───── Passage to read ─────

Doing a large number of short reads is somewhat less efficient that one large one (but obviously requires more memory), but Ruby doing something extremely inefficient when iterating over lines appears to be a more dire problem. Capturing more information from each:

Code:
> /usr/bin/time -v ruby split.rb
: one :
141.071526  37.621011 178.692537 (181.985366)
        Command being timed: "ruby split.rb"
        User time (seconds): 141.13
        System time (seconds): 37.63
        Percent of CPU this job got: 98%
        Elapsed (wall clock) time (h:mm:ss or m:ss): 3:02.11
        Average shared text size (kbytes): 0
        Average unshared data size (kbytes): 0
        Average stack size (kbytes): 0
        Average total size (kbytes): 0
        Maximum resident set size (kbytes): 164784
        Average resident set size (kbytes): 0
        Major (requiring I/O) page faults: 25
        Minor (reclaiming a frame) page faults: 25868806
        Voluntary context switches: 137
        Involuntary context switches: 17032
        Swaps: 0
        File system inputs: 7912
        File system outputs: 0
        Socket messages sent: 0
        Socket messages received: 0
        Signals delivered: 0
        Page size (bytes): 4096
        Exit status: 0
> /usr/bin/time -v ruby split.rb
: two :
  0.065714   0.019682   0.085396 (  0.085799)
        Command being timed: "ruby split.rb"
        User time (seconds): 0.10
        System time (seconds): 0.03
        Percent of CPU this job got: 98%
        Elapsed (wall clock) time (h:mm:ss or m:ss): 0:00.14
        Average shared text size (kbytes): 0
        Average unshared data size (kbytes): 0
        Average stack size (kbytes): 0
        Average total size (kbytes): 0
        Maximum resident set size (kbytes): 43288
        Average resident set size (kbytes): 0
        Major (requiring I/O) page faults: 0
        Minor (reclaiming a frame) page faults: 9718
        Voluntary context switches: 1
        Involuntary context switches: 17
        Swaps: 0
        File system inputs: 0
        File system outputs: 0
        Socket messages sent: 0
        Socket messages received: 0
        Signals delivered: 0
        Page size (bytes): 4096
        Exit status: 0
The first uses about 40 seconds of "system" time which is probably not all accountable against doing short I/Os, but partially- it did a total of ~8k reads which isn't too awful.

More shockingly, line by line processing requires a lot more memory (peak 164 MB against split()'s 43 MB) and generates around 10 thousand times more page faults (probably relating to small memory allocations). The user time on the each_line one is also very high; combined with the huge amount of memory churn it seems to be doing something extremely inefficient with memory management.


Just for kicks, I did the same timing on my Rust version:

Code:
> /usr/bin/time -v ./target/release/longwords < words.txt
supertranscendentness
three-and-a-halfpenny
        Command being timed: "./target/release/longwords"

───── Material for this exercise ─────

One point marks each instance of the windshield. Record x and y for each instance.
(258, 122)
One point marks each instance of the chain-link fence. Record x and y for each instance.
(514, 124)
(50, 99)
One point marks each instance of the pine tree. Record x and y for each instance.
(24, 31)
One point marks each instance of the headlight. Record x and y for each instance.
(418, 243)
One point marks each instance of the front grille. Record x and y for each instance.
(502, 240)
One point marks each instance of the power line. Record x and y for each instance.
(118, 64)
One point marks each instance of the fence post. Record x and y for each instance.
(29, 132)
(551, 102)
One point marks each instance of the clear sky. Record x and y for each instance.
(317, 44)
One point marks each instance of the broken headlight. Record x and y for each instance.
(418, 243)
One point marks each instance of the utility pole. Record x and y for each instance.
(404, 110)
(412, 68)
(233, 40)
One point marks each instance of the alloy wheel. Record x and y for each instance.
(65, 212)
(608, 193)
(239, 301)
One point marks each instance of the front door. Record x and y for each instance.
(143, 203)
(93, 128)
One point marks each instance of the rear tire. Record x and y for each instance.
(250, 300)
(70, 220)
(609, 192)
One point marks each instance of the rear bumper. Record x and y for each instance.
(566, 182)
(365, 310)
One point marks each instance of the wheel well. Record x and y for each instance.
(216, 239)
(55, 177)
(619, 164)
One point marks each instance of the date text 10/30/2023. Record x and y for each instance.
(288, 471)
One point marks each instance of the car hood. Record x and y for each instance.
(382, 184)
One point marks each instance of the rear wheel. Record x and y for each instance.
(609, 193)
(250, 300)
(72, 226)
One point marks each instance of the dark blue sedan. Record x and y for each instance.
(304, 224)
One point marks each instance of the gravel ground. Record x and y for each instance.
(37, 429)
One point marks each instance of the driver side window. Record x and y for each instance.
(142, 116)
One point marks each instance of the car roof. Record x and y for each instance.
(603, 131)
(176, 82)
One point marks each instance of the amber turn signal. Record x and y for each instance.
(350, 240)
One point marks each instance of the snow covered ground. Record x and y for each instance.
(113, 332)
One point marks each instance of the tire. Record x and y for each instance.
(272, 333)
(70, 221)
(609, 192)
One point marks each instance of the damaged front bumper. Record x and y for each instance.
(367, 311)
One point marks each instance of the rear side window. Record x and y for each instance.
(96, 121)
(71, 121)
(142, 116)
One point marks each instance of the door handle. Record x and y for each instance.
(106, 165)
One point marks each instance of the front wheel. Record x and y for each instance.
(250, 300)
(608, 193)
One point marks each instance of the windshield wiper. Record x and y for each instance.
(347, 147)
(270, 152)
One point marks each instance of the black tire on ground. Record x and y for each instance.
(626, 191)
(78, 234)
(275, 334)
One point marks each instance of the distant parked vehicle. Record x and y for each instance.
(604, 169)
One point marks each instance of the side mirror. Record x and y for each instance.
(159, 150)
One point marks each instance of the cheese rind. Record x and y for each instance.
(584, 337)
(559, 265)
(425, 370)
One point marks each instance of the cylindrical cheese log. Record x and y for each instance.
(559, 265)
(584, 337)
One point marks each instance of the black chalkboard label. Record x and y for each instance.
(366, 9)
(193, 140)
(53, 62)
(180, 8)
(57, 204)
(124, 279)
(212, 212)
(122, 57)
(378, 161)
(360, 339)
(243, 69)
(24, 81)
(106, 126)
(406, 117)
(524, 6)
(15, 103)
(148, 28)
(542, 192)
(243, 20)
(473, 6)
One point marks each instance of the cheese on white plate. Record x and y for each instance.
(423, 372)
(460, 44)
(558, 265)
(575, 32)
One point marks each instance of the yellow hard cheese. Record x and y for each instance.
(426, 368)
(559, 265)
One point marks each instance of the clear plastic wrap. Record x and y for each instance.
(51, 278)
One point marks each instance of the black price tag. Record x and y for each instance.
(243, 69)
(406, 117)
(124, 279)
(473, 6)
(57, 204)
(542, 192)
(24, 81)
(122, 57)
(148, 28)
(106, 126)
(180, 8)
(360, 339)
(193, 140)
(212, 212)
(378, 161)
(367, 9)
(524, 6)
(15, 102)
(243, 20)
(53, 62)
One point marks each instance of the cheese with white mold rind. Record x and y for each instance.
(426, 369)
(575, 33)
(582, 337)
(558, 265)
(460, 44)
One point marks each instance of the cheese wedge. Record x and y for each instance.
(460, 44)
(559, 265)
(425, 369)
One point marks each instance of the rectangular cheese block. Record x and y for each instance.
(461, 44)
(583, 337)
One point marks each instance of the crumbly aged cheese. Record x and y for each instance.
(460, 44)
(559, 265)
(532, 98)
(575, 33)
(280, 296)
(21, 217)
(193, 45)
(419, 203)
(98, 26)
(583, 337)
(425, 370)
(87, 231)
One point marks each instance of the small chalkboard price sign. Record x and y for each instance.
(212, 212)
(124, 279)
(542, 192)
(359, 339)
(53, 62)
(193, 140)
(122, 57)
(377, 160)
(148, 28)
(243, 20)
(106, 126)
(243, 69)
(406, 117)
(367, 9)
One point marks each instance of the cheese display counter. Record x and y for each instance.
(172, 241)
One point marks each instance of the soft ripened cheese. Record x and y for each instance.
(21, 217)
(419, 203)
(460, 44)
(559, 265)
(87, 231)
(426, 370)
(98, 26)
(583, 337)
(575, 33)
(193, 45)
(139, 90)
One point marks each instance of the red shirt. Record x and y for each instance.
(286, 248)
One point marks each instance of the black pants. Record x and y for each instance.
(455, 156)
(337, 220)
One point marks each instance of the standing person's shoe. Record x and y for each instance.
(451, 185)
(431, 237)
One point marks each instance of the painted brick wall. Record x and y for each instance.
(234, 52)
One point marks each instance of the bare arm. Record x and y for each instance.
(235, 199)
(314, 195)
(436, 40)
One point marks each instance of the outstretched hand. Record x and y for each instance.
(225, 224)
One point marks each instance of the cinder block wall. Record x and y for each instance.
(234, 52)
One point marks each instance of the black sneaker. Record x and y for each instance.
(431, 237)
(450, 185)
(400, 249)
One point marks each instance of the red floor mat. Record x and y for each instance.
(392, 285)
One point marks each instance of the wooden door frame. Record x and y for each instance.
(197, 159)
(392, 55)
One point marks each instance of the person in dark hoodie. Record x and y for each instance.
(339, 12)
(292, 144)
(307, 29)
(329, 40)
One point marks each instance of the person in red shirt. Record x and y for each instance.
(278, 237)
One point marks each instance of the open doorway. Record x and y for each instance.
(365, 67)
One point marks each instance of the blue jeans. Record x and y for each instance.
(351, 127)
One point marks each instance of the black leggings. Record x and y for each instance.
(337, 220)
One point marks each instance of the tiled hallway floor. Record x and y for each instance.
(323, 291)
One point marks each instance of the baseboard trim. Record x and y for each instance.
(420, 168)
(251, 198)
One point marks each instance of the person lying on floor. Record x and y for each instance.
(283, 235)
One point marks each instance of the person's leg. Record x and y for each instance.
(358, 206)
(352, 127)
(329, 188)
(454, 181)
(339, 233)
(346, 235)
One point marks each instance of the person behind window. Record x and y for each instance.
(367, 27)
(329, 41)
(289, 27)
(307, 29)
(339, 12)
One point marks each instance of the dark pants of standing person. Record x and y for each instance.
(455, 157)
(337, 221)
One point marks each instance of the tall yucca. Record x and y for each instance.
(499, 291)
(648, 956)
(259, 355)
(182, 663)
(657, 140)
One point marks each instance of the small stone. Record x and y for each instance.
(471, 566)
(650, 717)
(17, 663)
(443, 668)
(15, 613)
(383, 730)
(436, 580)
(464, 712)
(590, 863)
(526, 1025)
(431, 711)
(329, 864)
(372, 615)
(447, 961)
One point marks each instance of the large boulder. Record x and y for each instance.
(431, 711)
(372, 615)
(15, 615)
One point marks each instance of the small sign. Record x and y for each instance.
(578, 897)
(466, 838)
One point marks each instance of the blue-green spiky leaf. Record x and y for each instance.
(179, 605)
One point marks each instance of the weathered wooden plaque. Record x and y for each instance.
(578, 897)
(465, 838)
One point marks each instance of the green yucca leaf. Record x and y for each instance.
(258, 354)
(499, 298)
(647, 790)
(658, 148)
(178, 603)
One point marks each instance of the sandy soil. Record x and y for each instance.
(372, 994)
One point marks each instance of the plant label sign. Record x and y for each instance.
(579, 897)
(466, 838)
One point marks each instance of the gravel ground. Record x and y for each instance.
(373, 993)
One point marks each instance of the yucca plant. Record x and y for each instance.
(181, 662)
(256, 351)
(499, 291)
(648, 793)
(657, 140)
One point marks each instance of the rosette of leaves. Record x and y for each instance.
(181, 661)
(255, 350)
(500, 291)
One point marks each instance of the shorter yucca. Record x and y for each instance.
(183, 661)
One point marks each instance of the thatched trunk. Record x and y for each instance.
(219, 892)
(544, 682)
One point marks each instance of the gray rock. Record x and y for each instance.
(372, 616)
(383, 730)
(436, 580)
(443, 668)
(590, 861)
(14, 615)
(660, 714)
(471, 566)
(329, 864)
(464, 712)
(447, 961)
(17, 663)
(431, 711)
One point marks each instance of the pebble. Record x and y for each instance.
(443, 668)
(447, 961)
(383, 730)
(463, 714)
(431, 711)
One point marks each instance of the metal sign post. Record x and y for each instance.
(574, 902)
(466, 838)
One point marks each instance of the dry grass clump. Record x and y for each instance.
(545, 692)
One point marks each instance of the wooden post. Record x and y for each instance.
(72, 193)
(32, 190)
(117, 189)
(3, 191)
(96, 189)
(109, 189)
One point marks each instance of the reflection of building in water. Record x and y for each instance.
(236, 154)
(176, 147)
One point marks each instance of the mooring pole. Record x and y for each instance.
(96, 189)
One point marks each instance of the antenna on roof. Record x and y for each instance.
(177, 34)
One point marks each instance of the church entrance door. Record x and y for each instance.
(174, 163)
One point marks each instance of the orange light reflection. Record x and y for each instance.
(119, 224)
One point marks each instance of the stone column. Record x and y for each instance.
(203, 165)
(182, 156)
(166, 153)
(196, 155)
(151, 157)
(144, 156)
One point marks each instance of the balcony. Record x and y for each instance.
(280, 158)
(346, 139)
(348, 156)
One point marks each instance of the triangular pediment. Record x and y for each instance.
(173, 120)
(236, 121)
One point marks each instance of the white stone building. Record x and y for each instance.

─────

▸ Exercise requirements:
1: Retype the Ruby benchmark passage between "More shockingly, line" and "with memory management.", inclusive.
2: Filter the records, keeping every line that contains the word "green".

▸ Answers per task:
1:
More shockingly, line by line processing requires a lot more memory (peak 164 MB against split()'s 43 MB) and generates around 10 thousand times more page faults (probably relating to small memory allocations). The user time on the each_line one is also very high; combined with the huge amount of memory churn it seems to be doing something extremely inefficient with memory management.

2:
One point marks each instance of the blue-green spiky leaf. Record x and y for each instance.
One point marks each instance of the green yucca leaf. Record x and y for each instance.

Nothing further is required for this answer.